Records of labeled points
[start]

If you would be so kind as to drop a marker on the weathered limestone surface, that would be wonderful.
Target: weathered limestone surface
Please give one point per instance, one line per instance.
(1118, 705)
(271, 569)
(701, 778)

[end]
[start]

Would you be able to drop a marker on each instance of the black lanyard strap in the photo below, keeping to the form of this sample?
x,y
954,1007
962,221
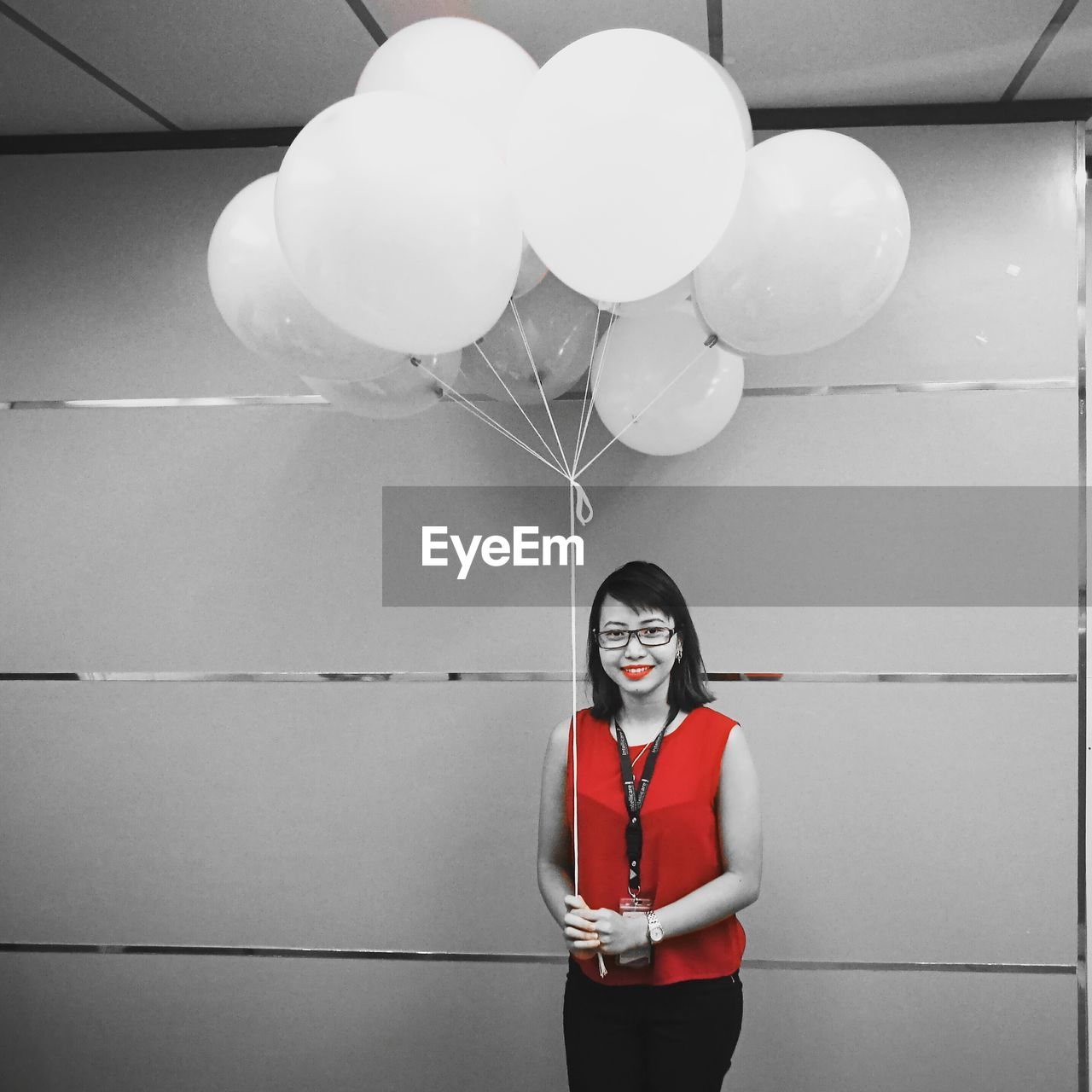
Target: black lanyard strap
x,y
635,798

[end]

AIM OF THE TASK> Count the lines in the rows above that contain the word "weathered", and give only the number.

EXERCISE SOLUTION> 2